• INSTRUCTIONS TO FOLLOW: Please lay out the lines below as a numbered list, skipping blank lines and leaving the pictures out.

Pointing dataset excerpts
— start —
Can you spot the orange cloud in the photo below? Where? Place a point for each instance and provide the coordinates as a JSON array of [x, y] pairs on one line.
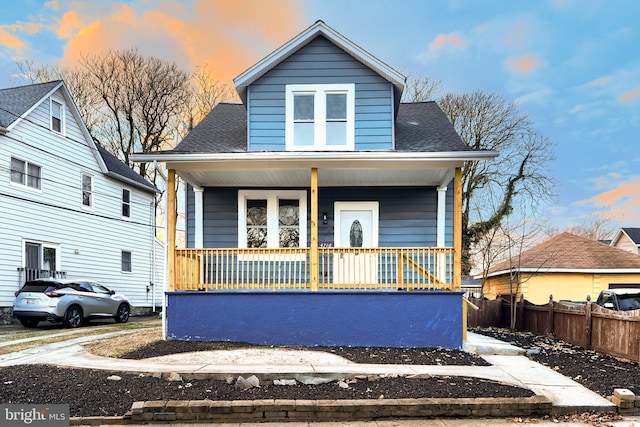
[[629, 96], [9, 40], [524, 64], [227, 36], [599, 82], [454, 39], [623, 201]]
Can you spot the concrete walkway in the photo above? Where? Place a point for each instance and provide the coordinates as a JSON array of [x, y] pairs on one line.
[[508, 365]]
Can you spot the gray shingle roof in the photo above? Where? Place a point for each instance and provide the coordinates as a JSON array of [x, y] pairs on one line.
[[420, 127], [118, 167], [633, 233], [15, 101], [567, 251]]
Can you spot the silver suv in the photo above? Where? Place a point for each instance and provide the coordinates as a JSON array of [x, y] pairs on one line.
[[71, 302]]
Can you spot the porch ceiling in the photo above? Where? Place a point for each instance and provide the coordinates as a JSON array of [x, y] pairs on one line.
[[296, 172]]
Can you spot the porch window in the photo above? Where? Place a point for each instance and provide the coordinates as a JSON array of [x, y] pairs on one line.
[[126, 263], [269, 219], [126, 203], [57, 116], [25, 173], [320, 117], [40, 259], [87, 190]]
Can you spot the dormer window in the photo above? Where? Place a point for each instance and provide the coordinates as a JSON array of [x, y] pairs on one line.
[[57, 116], [320, 117]]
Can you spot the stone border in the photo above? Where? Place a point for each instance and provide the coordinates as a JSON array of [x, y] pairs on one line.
[[194, 411]]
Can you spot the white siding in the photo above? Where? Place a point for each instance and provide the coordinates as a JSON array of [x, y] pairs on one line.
[[90, 241]]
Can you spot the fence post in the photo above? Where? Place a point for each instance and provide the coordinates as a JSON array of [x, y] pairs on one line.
[[551, 329], [587, 321], [520, 318]]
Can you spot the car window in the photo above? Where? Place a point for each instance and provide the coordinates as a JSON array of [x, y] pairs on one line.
[[37, 286], [629, 302], [85, 287], [99, 289]]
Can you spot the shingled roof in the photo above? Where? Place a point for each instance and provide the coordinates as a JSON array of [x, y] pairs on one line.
— end —
• OUTPUT:
1. Can you spot the orange cloud in the photo below? Where? Place a point for each instance and provide the coordinates as a JSON array of [x, y] pairs on one line.
2. [[629, 96], [9, 40], [524, 64], [227, 36], [599, 82], [454, 39], [623, 201]]
3. Can you spot the concrete walkway in the photo above? Where? Place a point for each instance and provide the coordinates as a JSON array of [x, y] pairs on one line.
4. [[508, 365]]
5. Can you spot the gray shingle roof in the photo above? Where? Place a point for each instance and provide the coordinates as a JSON array of [x, y] pairs on one line.
6. [[420, 127], [118, 167], [633, 233], [15, 101], [567, 251]]
7. Can you spot the silver suv in the photo above? Where? Place a point for each instance and provide the coordinates as a JSON array of [x, y] pairs on one line.
8. [[71, 302]]
9. Can you spot the porch ceiling in the photo above? Where? Place a point for each instance and provide the coordinates as a JSON array of [x, y] pairs on one line.
10. [[296, 172]]
11. Can you spot the porch window in the photo above? Where? Place a point for each instance and provide the coordinates as a JSON array of [x, y] pairs on one line.
12. [[126, 263], [269, 219], [126, 203], [57, 116], [25, 173], [320, 117], [40, 259], [87, 190]]
13. Can you spot the dormer window in the photo above? Where? Place a point for each instance and provide the coordinates as a JSON array of [x, y] pairs on one line.
14. [[57, 116], [320, 117]]
15. Can you spot the stone border in the photo above? Where? Place a point for each instance and provide the coordinates as a JSON array of [x, y] pairs on one line.
16. [[194, 411]]
17. Can you spot the white siding in the photo above? Where? Place a point for each instance and provide the coordinates as a JSON array of [x, y] pairs on one line.
18. [[90, 241]]
19. Can you spot the fence post in the photo above? Where? Place a point for each instance and provide the coordinates as a JSON array of [x, y] pairs on one line.
20. [[551, 329], [587, 321], [520, 318]]
21. Can you spot the car window in the photo above? Where? Place a point for each instance and provide the coordinates as a JSON array of [x, y] pairs on one line.
22. [[37, 286], [629, 302], [85, 287], [99, 289]]
23. Can you spot the shingled roof in the photo above? Where? Place a point for each instance and provide the coordinates as a JSON array of [x, y] pairs on one line.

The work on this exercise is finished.